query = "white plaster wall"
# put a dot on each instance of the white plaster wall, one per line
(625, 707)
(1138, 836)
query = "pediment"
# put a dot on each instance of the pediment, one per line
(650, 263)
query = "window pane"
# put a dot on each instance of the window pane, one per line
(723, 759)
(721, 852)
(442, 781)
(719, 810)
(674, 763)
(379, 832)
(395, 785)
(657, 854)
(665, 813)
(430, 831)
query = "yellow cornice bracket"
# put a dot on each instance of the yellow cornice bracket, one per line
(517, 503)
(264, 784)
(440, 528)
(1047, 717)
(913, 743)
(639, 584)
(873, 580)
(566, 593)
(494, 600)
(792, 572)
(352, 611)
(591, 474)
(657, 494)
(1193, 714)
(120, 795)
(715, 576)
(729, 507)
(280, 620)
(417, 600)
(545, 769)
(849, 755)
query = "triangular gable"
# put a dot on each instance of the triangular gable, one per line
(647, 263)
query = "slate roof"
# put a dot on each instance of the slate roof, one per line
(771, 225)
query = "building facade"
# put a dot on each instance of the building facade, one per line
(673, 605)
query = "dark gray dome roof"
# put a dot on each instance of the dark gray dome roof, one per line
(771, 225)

(Work instructions):
Which lines in the data above contain the string "bracket"? List every one of them in full.

(Written response):
query = "yellow cornice bracket"
# put a dot on each instance of the yellow cornice bracket, one per line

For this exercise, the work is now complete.